> [PASSAGE SHOWN]:
==========

The Boy Who Lived, and Those Who Are to Die
The end of a decade. Oh, they started as kid's stories; mock if you will. But they were carefully mapped out from the beginning to grow out of that. It's like if you crammed seven big fat Dickens novels into one ongoing story. The depth of characters and richness of plotlines keeping bumping into each other. And now it all ends. Or, to put it more happily, pays off.
The Final Trailer, ere the big event. Watch and learn.
This is where the detritus is cleared. Sides are chosen, and Slytherin House are the final arbiters. They don't tell you that in the trailers, but it's true. They're the ones who decide "do we follow this guy til the end, or do we shut this thing down now?" Not all of them make the same choice, which is interesting to watch.
Two insights (I got a million of em) from this trailer. First, the scene where Headmaster Severus Snape departs the school in headlong flight is far more dramatic than in the book. Harry confronts him in front of everyone, charging him with the crime of killing Dumbledore. This is especially knife-twisting for those of us who love Severus (the most popular character by far), because he can't tell what he knows until it's too late. Knife-twisting is good. We know drama. Won't be a dry eye in the house.

==========

> [SOURCE MATERIAL]:
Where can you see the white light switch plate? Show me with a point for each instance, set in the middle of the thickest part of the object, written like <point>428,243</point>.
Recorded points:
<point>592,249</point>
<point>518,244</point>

==========

Name every person from the story who appears by name in the post about the final trailer.

Severus Snape, Harry, Dumbledore